## Goal of the exercise
Reproduce the listing verbatim from the line containing "The sequence of" through the line containing "77L38 73L34 74L36", including both of those lines.

## Task data
------------
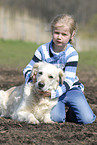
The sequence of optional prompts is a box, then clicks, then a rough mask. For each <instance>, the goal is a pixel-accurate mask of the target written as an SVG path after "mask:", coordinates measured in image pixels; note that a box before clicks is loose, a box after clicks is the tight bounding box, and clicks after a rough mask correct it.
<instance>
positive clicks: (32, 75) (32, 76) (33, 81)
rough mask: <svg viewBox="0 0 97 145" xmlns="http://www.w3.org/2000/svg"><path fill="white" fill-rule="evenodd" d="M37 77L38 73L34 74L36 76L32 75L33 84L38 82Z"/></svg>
------------
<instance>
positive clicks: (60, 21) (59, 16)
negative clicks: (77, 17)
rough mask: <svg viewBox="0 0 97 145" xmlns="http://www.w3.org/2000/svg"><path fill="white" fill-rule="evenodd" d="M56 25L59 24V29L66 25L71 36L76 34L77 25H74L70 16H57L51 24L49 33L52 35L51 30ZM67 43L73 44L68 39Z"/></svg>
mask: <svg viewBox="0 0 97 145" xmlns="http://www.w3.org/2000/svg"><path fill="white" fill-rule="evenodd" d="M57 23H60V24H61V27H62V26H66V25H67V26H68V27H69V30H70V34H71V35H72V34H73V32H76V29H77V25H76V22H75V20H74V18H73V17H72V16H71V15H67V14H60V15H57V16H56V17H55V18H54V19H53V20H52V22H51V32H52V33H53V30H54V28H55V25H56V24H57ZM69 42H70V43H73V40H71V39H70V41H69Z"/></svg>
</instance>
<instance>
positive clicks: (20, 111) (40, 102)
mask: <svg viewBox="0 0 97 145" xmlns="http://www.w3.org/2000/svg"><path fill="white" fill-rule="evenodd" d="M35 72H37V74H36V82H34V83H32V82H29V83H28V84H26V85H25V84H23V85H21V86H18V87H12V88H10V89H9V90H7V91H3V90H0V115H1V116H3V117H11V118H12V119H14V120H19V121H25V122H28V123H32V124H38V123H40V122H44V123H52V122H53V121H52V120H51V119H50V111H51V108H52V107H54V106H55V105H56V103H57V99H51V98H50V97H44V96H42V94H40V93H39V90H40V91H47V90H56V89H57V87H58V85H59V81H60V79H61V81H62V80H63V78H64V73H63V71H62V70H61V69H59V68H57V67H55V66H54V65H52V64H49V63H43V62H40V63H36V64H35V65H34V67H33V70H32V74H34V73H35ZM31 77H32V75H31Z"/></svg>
------------
## Answer to the problem
The sequence of optional prompts is a box, then clicks, then a rough mask. For each <instance>, the goal is a pixel-accurate mask of the target written as an SVG path after "mask:", coordinates measured in image pixels; note that a box before clicks is loose, a box after clicks is the tight bounding box, and clicks after a rough mask correct it.
<instance>
positive clicks: (32, 75) (32, 76) (33, 81)
rough mask: <svg viewBox="0 0 97 145" xmlns="http://www.w3.org/2000/svg"><path fill="white" fill-rule="evenodd" d="M37 77L38 73L34 74L36 76L32 75L33 84L38 82Z"/></svg>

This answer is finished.